> _What is expected_
Output all the data exactly. Pictures do not belong in the copy.

> _Data lines_
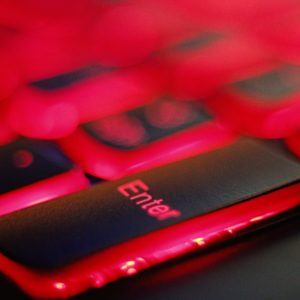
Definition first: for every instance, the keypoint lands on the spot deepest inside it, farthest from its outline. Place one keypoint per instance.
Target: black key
(59, 232)
(25, 162)
(147, 124)
(272, 86)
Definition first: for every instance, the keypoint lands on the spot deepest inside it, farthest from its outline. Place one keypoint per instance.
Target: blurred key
(293, 143)
(130, 33)
(203, 63)
(10, 73)
(266, 105)
(233, 14)
(282, 36)
(117, 229)
(6, 133)
(39, 113)
(143, 138)
(33, 172)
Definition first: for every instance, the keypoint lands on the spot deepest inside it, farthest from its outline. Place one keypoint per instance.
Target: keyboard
(136, 132)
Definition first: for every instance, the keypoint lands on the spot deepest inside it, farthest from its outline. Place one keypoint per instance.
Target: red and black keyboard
(134, 132)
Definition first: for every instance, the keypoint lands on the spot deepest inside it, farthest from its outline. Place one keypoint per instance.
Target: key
(10, 75)
(120, 227)
(33, 172)
(293, 142)
(265, 105)
(38, 113)
(201, 64)
(159, 133)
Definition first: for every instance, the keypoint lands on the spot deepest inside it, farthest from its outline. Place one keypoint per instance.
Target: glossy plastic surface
(133, 256)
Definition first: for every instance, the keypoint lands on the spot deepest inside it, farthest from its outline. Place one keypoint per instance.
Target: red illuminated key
(233, 14)
(55, 113)
(10, 73)
(156, 134)
(6, 133)
(265, 105)
(282, 36)
(200, 64)
(33, 172)
(128, 34)
(50, 35)
(119, 228)
(293, 143)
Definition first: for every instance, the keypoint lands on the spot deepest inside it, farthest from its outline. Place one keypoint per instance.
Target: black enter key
(59, 232)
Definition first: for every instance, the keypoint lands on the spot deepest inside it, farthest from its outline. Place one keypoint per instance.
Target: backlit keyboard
(134, 132)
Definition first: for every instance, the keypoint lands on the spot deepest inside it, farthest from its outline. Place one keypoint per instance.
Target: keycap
(233, 14)
(201, 64)
(49, 114)
(159, 133)
(264, 105)
(130, 33)
(120, 227)
(281, 35)
(33, 172)
(293, 143)
(6, 133)
(10, 75)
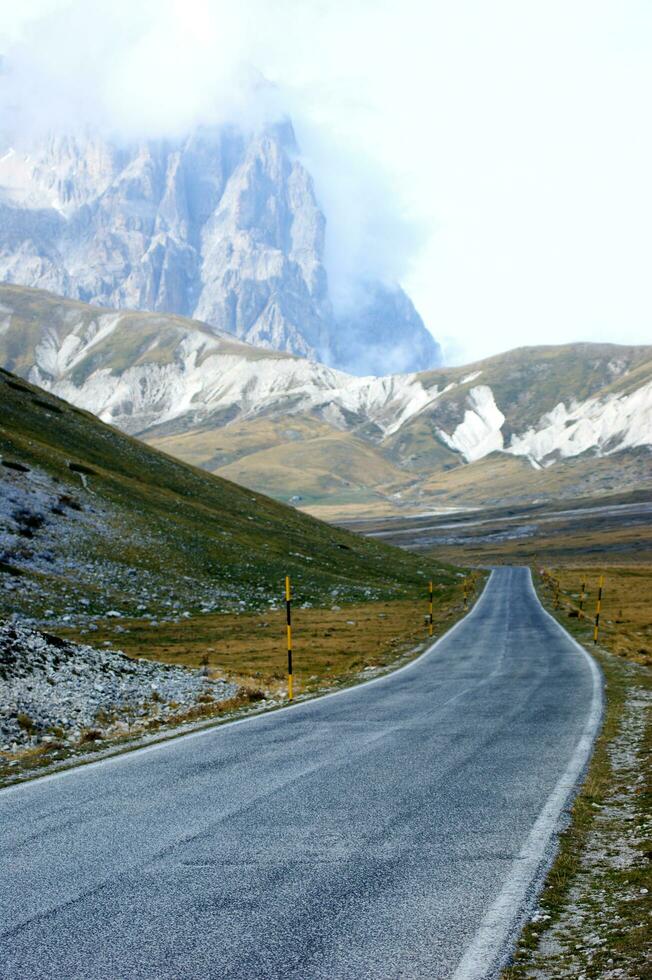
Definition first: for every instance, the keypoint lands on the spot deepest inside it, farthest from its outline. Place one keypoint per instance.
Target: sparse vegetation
(593, 914)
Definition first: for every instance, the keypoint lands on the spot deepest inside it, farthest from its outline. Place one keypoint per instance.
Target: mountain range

> _Task solution_
Definition first: for every instance, the keypoint lands on the spot deepest inside it, farthest from its outline. Place one keypoint per instance.
Target: black key
(59, 232)
(25, 162)
(147, 124)
(272, 86)
Definition first: for every instance, the keypoint lands on the spot deepest inside it, farthest from its outline. Place one keypoint per instance.
Target: blurred key
(293, 143)
(130, 33)
(203, 63)
(10, 73)
(266, 105)
(233, 14)
(282, 36)
(117, 229)
(6, 133)
(39, 113)
(143, 138)
(33, 172)
Definition first: for every instance, the keypoint lands on the spot deepest inside it, farthest from its outline. Place one keypoint per instance.
Target: keyboard
(136, 132)
Definition first: for every instance, the keypoint lands on the spot deepest inside it, farthest from its outline. Place one keypoint per instance.
Target: red and black keyboard
(134, 132)
Definition first: for every instance, the keypoint lands on the spot deepest inside it, farthest from its outline. Place one keypoint per instance.
Target: key
(10, 75)
(120, 227)
(33, 172)
(293, 142)
(265, 105)
(38, 113)
(201, 64)
(159, 133)
Definition first: for every instance, the keypoint lands on the spot deepest inside it, farthest from its outline. Place one keypoint per instance.
Target: glossy plastic surface
(133, 256)
Definition first: for every instance, the keypoint lands on the spot deepest inside it, farthest from its outline. Place one keypoint per instance.
Target: red illuminated key
(233, 14)
(55, 113)
(10, 73)
(156, 134)
(6, 133)
(265, 105)
(282, 36)
(200, 64)
(33, 172)
(128, 34)
(50, 35)
(119, 228)
(293, 143)
Definition first: for every instance, the keypoint lands on the spot deepest inside it, farthest from its outline. Place one keypoint per instance.
Target: black enter key
(59, 232)
Definition first: for every instance, the keypoint lands on the spot deepest inside it, farthest from its outline. Place one keypoint per instance.
Target: backlit keyboard
(134, 132)
Definition first: for every instance, the keypoint lands on the spot deepest inside it, farthest from its outline. Place one keypoint per instance.
Target: keycap
(233, 14)
(201, 64)
(49, 114)
(159, 133)
(264, 105)
(130, 33)
(120, 227)
(281, 35)
(33, 172)
(293, 143)
(6, 133)
(10, 75)
Definition first: for every instance, the keypoint lands on the spot deepest inside it, farthest from its outline. Place one keypoint per instance.
Target: sparse vegetation
(593, 914)
Definition first: for every instance, the keypoint lands on the spot deepest inside it, farthest from its outline. Place one keypoint per instance.
Target: mountain range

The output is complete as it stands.